## Stated goal 1
Copy the passage on the Sheading Court Rolls word for word, starting at "The whereabouts of" and ending at "at that time.".
## Stated goal 2
How many lines of the records contain the string "telephone"? Give only the number.

## Reading passage
[Quayle Bridge House Papers]

Document 231 [MS. 510 C]

Our Oldest Legal Records:

Extracts from Sheading Court Rolls of A.D. 1417/18 preserved in an 18th century ‘Book of Precedents’

REGRETTABLY. few written records haaeve survived to throw light on Manx Life and Customs during the Middle Ages. Therefore the collection of extracts from certain Sheading Court Rolls of the early fifteenth century, printed below, is perhaps one of the most important of all the two hundred and thirty documents which have been published in the Journal.

The oldest document preserved in the Rolls Office is the well-known indenture of 1417 containing a list of the Twenty-four Keys, the names of several of whom reappear in the text now published.

The whereabouts of the original Sheading Court Rolls of the same year is not known at present. Fortunately extensive extracts were copied from the missing records about 1725 by John Quayle (of the Bridge House Family), then Clerk of the Rolls, in the course of a great collection of precedents which he assembled from the records existing at that time.

It is from John Quayle’s Book of Precedents that our text is derived .: but, owing to lack of space there is room only for a translation of the Latin version as copied by Quayle, and we are indebted to Mr. David Craine, MA., for much assistance in preparing the translation.

## Data provided
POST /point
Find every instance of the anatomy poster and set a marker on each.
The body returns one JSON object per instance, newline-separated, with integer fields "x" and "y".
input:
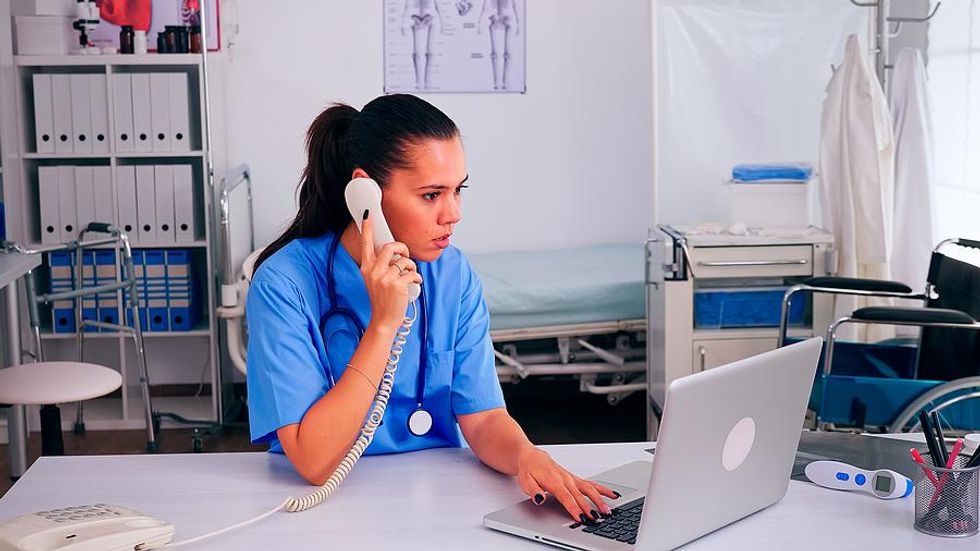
{"x": 455, "y": 46}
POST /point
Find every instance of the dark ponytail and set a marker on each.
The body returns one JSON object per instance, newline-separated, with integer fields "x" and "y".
{"x": 340, "y": 139}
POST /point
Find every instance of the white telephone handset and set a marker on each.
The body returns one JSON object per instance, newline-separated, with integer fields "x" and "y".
{"x": 363, "y": 194}
{"x": 130, "y": 530}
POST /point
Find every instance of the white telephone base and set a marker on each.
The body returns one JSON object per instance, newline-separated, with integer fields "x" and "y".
{"x": 97, "y": 527}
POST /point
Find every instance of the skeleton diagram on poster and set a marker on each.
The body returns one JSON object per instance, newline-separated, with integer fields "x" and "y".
{"x": 454, "y": 46}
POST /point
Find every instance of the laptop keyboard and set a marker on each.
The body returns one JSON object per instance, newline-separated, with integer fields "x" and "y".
{"x": 621, "y": 525}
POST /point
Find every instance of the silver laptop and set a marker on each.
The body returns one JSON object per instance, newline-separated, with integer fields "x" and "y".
{"x": 724, "y": 451}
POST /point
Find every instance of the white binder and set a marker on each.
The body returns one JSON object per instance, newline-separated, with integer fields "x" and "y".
{"x": 81, "y": 113}
{"x": 146, "y": 216}
{"x": 43, "y": 116}
{"x": 184, "y": 214}
{"x": 142, "y": 126}
{"x": 179, "y": 113}
{"x": 61, "y": 110}
{"x": 126, "y": 200}
{"x": 47, "y": 186}
{"x": 84, "y": 196}
{"x": 122, "y": 111}
{"x": 102, "y": 184}
{"x": 99, "y": 108}
{"x": 160, "y": 111}
{"x": 164, "y": 184}
{"x": 66, "y": 204}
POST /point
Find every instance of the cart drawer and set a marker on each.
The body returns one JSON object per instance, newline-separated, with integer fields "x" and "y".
{"x": 775, "y": 261}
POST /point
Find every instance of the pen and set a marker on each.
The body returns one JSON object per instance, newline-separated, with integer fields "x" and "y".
{"x": 945, "y": 476}
{"x": 930, "y": 437}
{"x": 941, "y": 439}
{"x": 918, "y": 459}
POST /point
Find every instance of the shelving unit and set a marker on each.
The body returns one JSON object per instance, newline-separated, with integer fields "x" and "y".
{"x": 173, "y": 357}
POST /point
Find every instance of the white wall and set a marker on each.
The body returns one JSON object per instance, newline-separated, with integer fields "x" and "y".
{"x": 567, "y": 163}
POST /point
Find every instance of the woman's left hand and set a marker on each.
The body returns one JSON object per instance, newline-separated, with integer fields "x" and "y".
{"x": 538, "y": 473}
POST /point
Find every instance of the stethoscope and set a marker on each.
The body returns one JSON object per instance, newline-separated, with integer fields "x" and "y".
{"x": 420, "y": 421}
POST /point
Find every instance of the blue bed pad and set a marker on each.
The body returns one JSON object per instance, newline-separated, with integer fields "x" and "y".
{"x": 600, "y": 283}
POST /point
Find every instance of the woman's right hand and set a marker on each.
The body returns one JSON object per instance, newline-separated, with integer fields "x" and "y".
{"x": 386, "y": 279}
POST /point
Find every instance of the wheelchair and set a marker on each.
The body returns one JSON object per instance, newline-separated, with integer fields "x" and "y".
{"x": 882, "y": 386}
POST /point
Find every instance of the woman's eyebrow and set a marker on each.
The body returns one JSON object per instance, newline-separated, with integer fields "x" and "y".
{"x": 443, "y": 186}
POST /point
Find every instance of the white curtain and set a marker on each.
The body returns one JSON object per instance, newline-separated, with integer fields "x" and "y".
{"x": 954, "y": 89}
{"x": 739, "y": 81}
{"x": 913, "y": 237}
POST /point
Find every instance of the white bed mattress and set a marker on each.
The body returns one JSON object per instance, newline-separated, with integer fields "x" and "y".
{"x": 558, "y": 287}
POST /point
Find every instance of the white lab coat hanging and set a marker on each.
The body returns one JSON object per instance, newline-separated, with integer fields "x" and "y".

## Solution 1
The whereabouts of the original Sheading Court Rolls of the same year is not known at present. Fortunately extensive extracts were copied from the missing records about 1725 by John Quayle (of the Bridge House Family), then Clerk of the Rolls, in the course of a great collection of precedents which he assembled from the records existing at that time.

## Solution 2
2